> [Trecho fornecido]
>>>>>

No ramo do trabalho, as empresas assumiram um papel muito mais de intermediar os trabalhadores para a demanda, de modo a entrelaçar o trabalho com as inovações tecnológicas. Esse fenômeno é chamado de uberização e, apesar de ter o nome da plataforma Uber de transporte por aplicativo, não está restrito a ele. Na realidade, o termo vai, inclusive, além do mundo do trabalho, mas, nele especificamente, diz respeito ao que chamamos de economia do compartilhamento – onde se “vende” um serviço de forma independente para um terceiro, sem qualquer intermediação de empresas, e pela internet. São diversos trabalhadores que são gerenciados e controlados por alguns meios técnicos, que colocam o consumidor e o fornecedor em contato direto.
Esses meios técnicos são as chamadas plataformas digitais. Em outras palavras, são infraestruturas digitais abastecidas com dados e automatizadas por algoritmos, podendo ter vários perfis e desenhos. Elas podem oferecer diversos tipos de serviço e estão cada vez mais presentes em nossa sociedade. Junto a ele, cresce a plataformização do trabalho, fenômeno em que o trabalho que está totalmente dependente das plataformas digitais. Este, contudo, não é um fenômeno recente, e já vem sendo resultado de processos históricos da nossa sociedade, como a apropriação do trabalho informal e a intensificação da flexibilização do trabalho.
Gerenciamento algorítmico do trabalho
Diante do cenário atual da alta do desemprego em nossa sociedade, apesar de serem trabalhos com uma remuneração muito abaixo do desejado, as pessoas optam por essa possibilidade para ganhar o mínimo para sua subsistência. Reestrutura-se, portanto, o capital, de modo que as plataformas utilizam-se dos nossos dados para conseguir gerar capital. Por exemplo, para a Uber, é necessário que eles saibam exatamente onde você está e para onde está indo para que possam indicar qual motorista está mais perto e, assim, eles consigam pegar seu capital.

<<<<<

> [Dados fornecidos]
>>>>>

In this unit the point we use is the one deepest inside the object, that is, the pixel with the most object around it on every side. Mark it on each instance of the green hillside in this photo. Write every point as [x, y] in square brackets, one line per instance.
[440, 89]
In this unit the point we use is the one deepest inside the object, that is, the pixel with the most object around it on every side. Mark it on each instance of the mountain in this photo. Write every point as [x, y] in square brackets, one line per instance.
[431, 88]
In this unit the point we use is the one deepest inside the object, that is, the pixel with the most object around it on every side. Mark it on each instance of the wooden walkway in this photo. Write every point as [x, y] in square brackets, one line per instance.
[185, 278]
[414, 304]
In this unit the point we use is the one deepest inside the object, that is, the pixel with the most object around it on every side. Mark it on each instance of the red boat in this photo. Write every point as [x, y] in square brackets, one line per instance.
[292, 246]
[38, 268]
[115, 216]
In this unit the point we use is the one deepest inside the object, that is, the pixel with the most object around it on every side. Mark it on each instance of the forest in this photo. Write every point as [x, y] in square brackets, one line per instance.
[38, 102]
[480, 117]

<<<<<
>>>>>

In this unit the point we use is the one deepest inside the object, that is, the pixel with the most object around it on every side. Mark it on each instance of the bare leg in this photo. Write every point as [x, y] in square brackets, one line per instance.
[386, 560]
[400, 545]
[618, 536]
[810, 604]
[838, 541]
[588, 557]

<<<<<
>>>>>

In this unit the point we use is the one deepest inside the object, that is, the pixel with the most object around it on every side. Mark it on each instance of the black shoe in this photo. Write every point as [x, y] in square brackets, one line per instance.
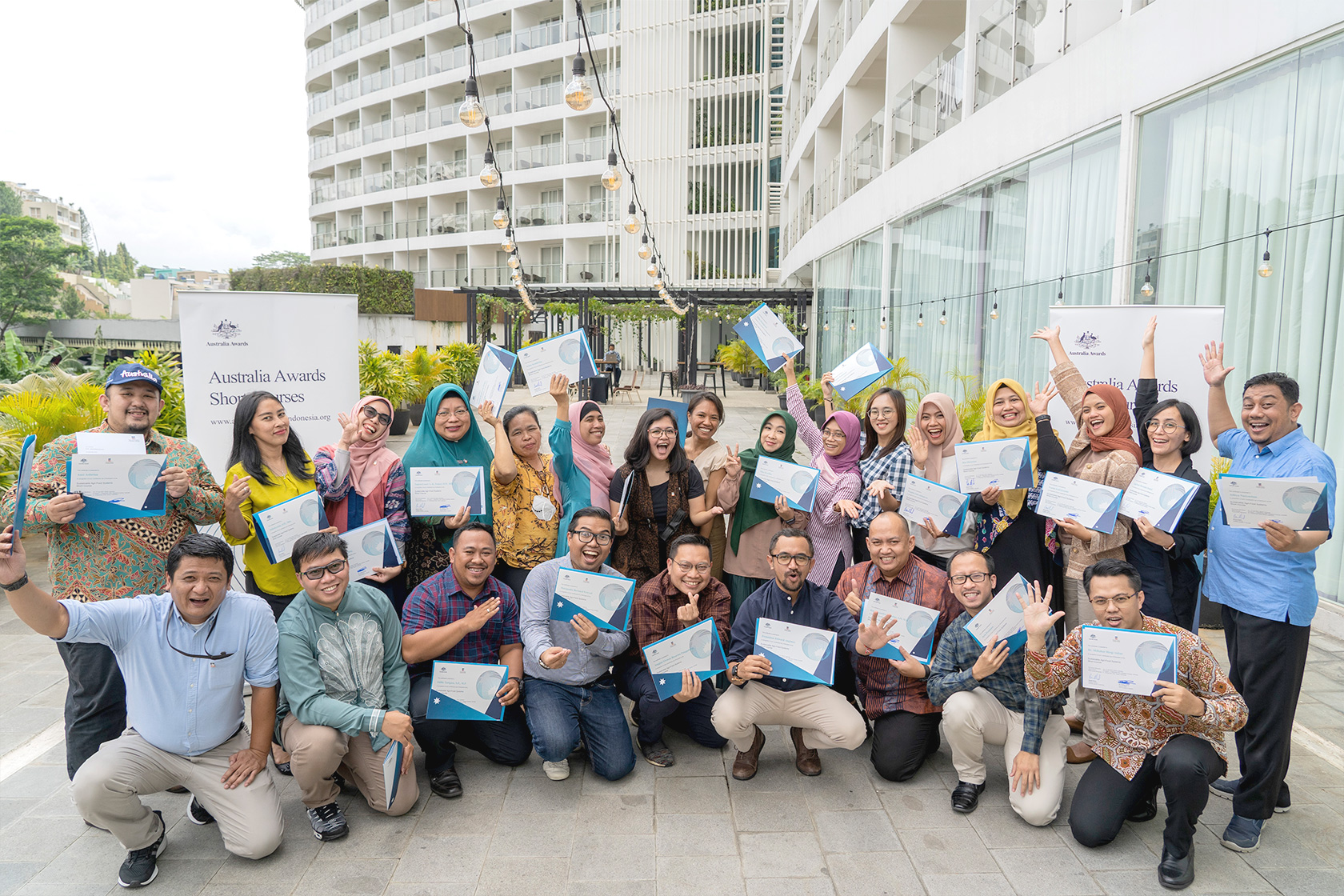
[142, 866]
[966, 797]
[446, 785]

<<<<<

> [Enunciado]
Transcreva, por favor, o trecho do texto sobre a uberização que vai de “No ramo do trabalho, as” até “em contato direto.”.

> [Resultado]
No ramo do trabalho, as empresas assumiram um papel muito mais de intermediar os trabalhadores para a demanda, de modo a entrelaçar o trabalho com as inovações tecnológicas. Esse fenômeno é chamado de uberização e, apesar de ter o nome da plataforma Uber de transporte por aplicativo, não está restrito a ele. Na realidade, o termo vai, inclusive, além do mundo do trabalho, mas, nele especificamente, diz respeito ao que chamamos de economia do compartilhamento – onde se “vende” um serviço de forma independente para um terceiro, sem qualquer intermediação de empresas, e pela internet. São diversos trabalhadores que são gerenciados e controlados por alguns meios técnicos, que colocam o consumidor e o fornecedor em contato direto.